Le 8 juin aux alentours de 20 h 30, le domicile d’une militante bien connue à Varsovie, nommée Anna, a été perquisitionné par des policiers. Sa fille et ses parents étaient sur place durant la perquisition. Son ordinateur portable, ses téléphones et une tablette ont été saisis. Vers minuit, elle a été emmenée menottée au poste de police, où elle est restée pendant 41 heures. Les policiers ne l’ont interrogée que le 10 juin et l’ont empêchée de contacter son avocat, qui considère le traitement qu’elle a subi comme une forme de harcèlement. Une déclaration publique a été publiée à la suite de son arrestation : https://www.amnesty.org/en/documents/eur37/2498/2020/en/.
Amnesty International connaît Anna en tant que défenseure active des droits humains qui a participé à des manifestations en Pologne depuis 2016. Elle s’est mobilisée en faveur des droits des femmes et a contribué à développer un réseau d’aide juridique aux manifestant·e·s en Pologne.

• • • • • • •

• Problèmes à résoudre
a. D'après l'extrait, quels appareils appartenant à Anna les policiers ont-ils saisis ?
b. Répondez à partir de l'extrait :
(i) Combien de temps Anna est-elle restée au poste de police ?
(ii) À quelle date les policiers l'ont-ils interrogée ?
(iii) Depuis quelle année participe-t-elle à des manifestations en Pologne ?
Les lignes qui viennent ensuite forment un matériau indépendant de l'extrait.

[Entrées enregistrées]
• • • • • • •

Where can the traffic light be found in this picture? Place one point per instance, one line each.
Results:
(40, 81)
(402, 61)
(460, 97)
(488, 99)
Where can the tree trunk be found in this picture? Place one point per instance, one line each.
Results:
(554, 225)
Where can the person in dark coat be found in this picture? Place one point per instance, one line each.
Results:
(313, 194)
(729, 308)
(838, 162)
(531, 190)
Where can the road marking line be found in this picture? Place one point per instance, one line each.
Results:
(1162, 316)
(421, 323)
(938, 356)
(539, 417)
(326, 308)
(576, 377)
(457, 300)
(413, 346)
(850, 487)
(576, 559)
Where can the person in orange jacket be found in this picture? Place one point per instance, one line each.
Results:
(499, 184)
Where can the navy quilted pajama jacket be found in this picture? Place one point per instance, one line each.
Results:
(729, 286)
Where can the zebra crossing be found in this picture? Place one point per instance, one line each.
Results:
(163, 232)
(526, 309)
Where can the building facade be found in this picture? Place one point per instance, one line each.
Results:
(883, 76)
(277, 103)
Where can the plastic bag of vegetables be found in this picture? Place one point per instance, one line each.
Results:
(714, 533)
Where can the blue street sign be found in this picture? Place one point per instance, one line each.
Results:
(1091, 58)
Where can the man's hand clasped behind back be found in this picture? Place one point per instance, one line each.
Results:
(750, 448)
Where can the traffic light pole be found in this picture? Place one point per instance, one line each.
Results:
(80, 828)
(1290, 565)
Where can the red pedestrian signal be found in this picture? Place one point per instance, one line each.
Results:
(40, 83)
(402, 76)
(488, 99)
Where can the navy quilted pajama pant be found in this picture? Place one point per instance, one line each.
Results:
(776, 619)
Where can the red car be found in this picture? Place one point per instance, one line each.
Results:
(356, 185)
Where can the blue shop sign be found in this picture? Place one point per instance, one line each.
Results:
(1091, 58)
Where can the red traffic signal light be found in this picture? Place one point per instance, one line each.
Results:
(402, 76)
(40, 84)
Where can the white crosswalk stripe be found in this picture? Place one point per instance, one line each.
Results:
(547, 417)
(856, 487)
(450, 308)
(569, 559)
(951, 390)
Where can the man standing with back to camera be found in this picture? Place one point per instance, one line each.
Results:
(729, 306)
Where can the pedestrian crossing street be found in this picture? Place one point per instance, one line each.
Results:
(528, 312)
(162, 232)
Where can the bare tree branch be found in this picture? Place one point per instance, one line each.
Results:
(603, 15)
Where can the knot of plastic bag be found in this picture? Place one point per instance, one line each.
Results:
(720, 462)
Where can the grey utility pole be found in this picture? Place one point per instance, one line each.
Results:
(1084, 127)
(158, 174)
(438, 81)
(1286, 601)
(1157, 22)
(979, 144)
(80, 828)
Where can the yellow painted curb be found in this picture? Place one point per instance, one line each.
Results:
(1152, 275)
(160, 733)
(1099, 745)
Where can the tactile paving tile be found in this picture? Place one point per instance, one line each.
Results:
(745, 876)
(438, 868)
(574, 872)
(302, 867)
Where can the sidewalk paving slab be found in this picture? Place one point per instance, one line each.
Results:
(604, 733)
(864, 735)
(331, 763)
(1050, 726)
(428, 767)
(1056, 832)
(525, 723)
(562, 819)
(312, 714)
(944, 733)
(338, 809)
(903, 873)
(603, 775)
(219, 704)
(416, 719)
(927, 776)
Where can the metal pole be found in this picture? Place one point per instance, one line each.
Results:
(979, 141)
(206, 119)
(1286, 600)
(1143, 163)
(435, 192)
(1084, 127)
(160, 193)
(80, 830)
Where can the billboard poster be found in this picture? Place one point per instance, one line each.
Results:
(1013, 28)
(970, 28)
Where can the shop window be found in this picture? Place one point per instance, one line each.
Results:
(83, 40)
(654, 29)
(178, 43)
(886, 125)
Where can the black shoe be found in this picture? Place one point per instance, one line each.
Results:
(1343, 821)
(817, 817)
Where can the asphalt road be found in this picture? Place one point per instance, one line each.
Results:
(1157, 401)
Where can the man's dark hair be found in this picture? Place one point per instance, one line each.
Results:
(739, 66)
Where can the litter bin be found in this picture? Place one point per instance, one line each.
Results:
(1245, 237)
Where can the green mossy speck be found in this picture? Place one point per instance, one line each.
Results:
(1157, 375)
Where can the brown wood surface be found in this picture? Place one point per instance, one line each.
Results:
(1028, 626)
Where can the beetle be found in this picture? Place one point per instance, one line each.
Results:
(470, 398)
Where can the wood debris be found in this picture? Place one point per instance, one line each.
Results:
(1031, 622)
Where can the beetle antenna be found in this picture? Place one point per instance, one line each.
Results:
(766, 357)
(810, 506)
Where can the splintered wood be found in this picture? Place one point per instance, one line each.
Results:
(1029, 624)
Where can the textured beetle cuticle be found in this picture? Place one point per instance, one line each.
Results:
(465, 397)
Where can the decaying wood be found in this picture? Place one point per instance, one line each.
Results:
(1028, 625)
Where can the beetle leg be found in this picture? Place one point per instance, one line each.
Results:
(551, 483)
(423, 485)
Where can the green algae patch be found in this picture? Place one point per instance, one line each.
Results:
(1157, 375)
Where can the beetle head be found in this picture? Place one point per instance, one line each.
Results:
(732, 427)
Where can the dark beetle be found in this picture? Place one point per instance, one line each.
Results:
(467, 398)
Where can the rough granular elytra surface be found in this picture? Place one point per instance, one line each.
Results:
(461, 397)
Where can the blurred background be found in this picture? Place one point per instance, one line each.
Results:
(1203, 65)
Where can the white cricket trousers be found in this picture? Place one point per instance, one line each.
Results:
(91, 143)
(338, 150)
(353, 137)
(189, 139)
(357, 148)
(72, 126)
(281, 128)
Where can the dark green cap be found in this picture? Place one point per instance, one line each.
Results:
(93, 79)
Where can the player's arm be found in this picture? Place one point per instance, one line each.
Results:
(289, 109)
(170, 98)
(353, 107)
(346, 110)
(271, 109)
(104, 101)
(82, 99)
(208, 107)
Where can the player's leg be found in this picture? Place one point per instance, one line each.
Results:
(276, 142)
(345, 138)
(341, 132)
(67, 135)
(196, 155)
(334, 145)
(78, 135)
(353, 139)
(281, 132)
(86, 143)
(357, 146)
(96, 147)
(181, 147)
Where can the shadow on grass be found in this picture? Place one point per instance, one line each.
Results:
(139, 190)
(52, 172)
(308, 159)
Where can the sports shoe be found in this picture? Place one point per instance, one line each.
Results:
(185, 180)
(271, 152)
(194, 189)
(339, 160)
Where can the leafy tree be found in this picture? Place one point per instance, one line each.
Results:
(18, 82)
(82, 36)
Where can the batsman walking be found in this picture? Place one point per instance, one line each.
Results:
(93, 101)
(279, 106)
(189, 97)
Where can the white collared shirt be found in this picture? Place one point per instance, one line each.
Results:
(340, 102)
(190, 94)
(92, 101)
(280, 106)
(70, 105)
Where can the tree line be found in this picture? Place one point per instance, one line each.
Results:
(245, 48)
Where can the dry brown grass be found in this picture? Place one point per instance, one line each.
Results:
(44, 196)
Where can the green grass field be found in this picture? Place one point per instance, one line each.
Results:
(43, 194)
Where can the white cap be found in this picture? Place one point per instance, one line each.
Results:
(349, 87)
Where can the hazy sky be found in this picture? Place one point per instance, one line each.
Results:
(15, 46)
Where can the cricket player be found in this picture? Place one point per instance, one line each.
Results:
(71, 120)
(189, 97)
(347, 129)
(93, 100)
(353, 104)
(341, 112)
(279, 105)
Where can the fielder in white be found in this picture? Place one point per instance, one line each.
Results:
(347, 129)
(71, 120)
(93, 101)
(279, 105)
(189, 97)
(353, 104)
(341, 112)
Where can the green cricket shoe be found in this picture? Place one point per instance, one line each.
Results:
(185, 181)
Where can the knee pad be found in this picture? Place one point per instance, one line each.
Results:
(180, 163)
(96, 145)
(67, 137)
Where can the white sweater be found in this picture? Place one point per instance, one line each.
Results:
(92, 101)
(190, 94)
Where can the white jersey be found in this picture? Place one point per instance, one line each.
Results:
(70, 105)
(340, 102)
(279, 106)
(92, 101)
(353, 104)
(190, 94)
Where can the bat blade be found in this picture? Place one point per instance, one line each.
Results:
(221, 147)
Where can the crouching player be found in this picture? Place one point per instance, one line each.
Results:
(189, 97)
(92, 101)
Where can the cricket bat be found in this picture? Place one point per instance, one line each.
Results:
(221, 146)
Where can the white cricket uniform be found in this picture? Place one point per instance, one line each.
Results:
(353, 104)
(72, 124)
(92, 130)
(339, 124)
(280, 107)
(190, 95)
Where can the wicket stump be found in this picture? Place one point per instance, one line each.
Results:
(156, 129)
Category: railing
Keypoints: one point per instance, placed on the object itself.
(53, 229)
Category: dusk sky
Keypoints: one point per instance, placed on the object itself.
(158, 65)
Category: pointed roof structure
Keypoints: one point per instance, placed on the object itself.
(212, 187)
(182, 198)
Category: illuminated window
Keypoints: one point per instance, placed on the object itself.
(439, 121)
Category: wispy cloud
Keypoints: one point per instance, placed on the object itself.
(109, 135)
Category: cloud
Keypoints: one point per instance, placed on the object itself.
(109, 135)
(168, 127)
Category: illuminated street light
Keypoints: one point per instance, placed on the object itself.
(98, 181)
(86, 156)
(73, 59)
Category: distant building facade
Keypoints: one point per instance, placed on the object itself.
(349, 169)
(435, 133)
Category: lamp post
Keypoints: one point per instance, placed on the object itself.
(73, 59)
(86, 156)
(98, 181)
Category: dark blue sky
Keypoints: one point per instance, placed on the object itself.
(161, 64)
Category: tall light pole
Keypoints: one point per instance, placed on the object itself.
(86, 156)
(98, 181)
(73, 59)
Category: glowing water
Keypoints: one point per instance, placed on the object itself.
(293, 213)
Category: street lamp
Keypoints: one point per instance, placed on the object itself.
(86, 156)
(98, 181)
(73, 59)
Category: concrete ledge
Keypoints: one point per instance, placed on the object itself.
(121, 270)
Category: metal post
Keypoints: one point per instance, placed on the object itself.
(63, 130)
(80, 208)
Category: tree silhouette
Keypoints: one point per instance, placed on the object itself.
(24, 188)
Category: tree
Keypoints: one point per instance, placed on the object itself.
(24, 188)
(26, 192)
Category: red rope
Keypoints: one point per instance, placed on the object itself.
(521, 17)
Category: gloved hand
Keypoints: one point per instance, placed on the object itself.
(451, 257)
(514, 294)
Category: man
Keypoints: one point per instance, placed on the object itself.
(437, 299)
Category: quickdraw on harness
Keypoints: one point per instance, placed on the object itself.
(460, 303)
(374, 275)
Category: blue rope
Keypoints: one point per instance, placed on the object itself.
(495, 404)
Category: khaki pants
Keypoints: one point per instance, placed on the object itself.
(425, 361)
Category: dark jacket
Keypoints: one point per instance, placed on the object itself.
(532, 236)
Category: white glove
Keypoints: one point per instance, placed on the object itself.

• • • • • • •

• Résultats attendus
a. Son ordinateur portable, ses téléphones et une tablette.

b.
(i) 41 heures.
(ii) Le 10 juin.
(iii) Depuis 2016.